Coexistence of EOD and Online — Center-Cut and Date Cut-Over

The central challenge of the 24-hour banking era is: transfers keep arriving during close. The mechanisms that handle this are center-cut processing and the date cut-over sequence.

Center-cut is a batch-driven approach that pushes high volumes through the online transaction path. For example, a payroll file of 100,000 credits is received as a batch, and internally the system fires online transfer transactions at high speed. Because the online path is reused, limit checks and balance checks remain in one place.

Date cut-over proceeds roughly in the following sequence.

[Date cut-over sequence (simplified)]

23:50 Pre-cutoff notice : announce restrictions on some channels

23:55 Start queueing new txns: arrivals from now go to next-day value queue

00:00 Logical date switch : system business day D → D+1

│

├─ Queued transactions: resume online processing with value date D+1

│ (the account ledger stays live — zero-downtime switch)

│

00:05 Snapshot of day-D finalized txns → EOD batch starts

02:00 Ledger verification and GL posting complete

04:00 Reports and DW load complete, EOD declared finished

Important design decisions:

- **Zero-downtime or not**: In the past, online was taken down during close; today the standard is a non-stop close that switches only the value date while online stays up. This requires ledger reads and writes to be separated by business day (the business_date design from the previous article pays off here).

- **A consistent snapshot at cutoff**: Interest must be computed on balances as of D 23:59:59 while online keeps running; this is solved with a logical snapshot that sums only postings with value date D.

- **SLA for queued transactions**: Transactions queued during the switch must be processed within minutes, and queue depth must be monitored.

Batch Performance Optimization — Indexes and Bulk Operations

Most batch performance problems come from a batch full-scanning a schema designed for online.

- **Reads**: Use batch-specific covering indexes or partition pruning. With date-partitioned posting tables, read only today's partition.

- **Writes**: Use batch INSERT (JDBC batch, COPY) instead of row-by-row INSERT. For massive UPDATEs, building results in a temporary table and merging is often faster.

- **Index maintenance cost**: Secondary indexes on tables loaded with millions of rows slow loading dramatically. For nightly bulk-load tables, minimize indexes or rebuild them after loading.

-- Set-based bulk interest accrual instead of a row-by-row loop (example)

INSERT INTO interest_accruals (account_id, business_date, accrual_amount)

◆ Instructions to follow ◆
Carry on the text about end-of-day banking batch processing from the point where it stops. The records that follow were taken from a separate source.

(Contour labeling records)
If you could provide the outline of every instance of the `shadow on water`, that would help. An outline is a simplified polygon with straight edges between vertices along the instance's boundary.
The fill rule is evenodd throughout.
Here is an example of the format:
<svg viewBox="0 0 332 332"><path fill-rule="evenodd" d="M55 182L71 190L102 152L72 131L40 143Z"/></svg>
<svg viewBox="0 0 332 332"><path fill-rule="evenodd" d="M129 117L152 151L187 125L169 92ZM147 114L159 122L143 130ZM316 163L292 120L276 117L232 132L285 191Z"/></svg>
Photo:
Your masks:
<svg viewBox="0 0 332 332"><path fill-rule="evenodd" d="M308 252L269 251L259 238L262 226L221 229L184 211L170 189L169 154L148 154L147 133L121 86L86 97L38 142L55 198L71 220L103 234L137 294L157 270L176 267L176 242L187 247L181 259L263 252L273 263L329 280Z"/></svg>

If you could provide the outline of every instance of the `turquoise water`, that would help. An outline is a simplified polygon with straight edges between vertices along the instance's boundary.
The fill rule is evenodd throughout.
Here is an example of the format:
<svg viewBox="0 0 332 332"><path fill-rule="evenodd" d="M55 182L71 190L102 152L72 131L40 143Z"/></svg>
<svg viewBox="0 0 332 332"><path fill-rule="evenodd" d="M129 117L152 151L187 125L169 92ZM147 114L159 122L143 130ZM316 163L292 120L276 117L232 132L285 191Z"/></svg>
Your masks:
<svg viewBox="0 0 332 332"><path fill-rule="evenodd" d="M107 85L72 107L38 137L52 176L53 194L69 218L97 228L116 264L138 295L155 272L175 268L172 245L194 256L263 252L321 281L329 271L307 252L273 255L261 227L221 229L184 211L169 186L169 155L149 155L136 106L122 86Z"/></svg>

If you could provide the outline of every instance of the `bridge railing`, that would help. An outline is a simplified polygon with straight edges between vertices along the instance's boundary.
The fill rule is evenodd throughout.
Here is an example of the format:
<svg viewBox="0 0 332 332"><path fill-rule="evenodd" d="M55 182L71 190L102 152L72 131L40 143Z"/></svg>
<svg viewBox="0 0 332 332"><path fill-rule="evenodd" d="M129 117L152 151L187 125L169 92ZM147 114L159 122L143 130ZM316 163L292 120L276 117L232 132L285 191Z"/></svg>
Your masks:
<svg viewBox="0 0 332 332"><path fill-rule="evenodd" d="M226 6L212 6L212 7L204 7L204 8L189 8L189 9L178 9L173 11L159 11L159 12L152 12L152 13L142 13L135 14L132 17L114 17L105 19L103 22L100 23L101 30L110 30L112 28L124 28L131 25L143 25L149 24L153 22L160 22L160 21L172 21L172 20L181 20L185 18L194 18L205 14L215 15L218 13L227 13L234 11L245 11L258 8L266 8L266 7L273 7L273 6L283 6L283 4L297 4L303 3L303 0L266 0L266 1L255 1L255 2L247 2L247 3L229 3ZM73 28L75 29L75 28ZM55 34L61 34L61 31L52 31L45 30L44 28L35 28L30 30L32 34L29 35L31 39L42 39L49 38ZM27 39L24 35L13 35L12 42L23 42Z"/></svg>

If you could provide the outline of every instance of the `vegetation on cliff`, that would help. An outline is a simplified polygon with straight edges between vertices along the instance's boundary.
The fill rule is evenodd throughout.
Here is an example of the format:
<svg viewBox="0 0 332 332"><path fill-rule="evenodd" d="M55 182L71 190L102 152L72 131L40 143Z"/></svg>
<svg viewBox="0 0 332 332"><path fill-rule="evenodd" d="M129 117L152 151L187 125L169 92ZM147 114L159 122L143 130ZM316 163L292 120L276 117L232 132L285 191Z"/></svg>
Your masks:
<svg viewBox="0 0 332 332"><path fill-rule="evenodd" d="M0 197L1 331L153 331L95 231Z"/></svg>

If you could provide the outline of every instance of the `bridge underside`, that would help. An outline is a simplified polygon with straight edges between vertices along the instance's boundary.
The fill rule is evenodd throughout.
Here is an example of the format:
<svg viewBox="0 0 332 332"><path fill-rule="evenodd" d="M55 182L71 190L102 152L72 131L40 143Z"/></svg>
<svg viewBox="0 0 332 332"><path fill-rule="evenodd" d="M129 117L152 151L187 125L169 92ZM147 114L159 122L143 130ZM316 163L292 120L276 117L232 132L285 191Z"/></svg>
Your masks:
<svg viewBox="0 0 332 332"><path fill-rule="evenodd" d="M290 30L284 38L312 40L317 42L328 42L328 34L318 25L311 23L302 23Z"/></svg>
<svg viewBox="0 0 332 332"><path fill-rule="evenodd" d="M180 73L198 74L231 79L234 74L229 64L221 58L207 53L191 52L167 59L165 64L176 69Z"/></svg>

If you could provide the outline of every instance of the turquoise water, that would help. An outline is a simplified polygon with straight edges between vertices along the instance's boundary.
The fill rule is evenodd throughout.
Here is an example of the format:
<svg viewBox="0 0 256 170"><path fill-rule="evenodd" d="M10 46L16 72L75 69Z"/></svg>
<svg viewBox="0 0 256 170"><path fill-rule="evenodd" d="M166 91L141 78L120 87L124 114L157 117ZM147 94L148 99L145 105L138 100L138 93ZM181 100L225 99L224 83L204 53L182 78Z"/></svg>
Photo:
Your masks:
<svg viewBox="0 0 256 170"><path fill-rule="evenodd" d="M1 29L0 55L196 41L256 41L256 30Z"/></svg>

◆ Output for this exercise ◆
SELECT b.account_id,

DATE '2026-06-13',

ROUND(b.balance * r.daily_rate, 0)

FROM eod_balance_snapshot b

JOIN product_rates r ON r.product_code = b.product_code

WHERE b.snapshot_date = DATE '2026-06-13'

AND b.balance > 0;

However, the more set-based you go, the weaker the traceability of "why did this account get this amount." Storing the calculation basis (applied rate, reference balance) alongside the result helps greatly with audits.

Failure Handling — Partial Reprocessing and Idempotent Design

Half of batch design is building a restart button the operator can press with confidence when a job dies at 2 a.m.

Three principles:

1. **Idempotent re-execution**: Running the same job with the same parameters twice must yield the same result. For interest accrual, explicitly choose either "delete today's accruals, then recompute" or "block duplicates with an account-plus-date unique constraint."

2. **Checkpoint-based partial reprocessing**: Chunk commit points are checkpoints, so completed chunks are skipped on restart. Spring Batch JobRepository manages this state.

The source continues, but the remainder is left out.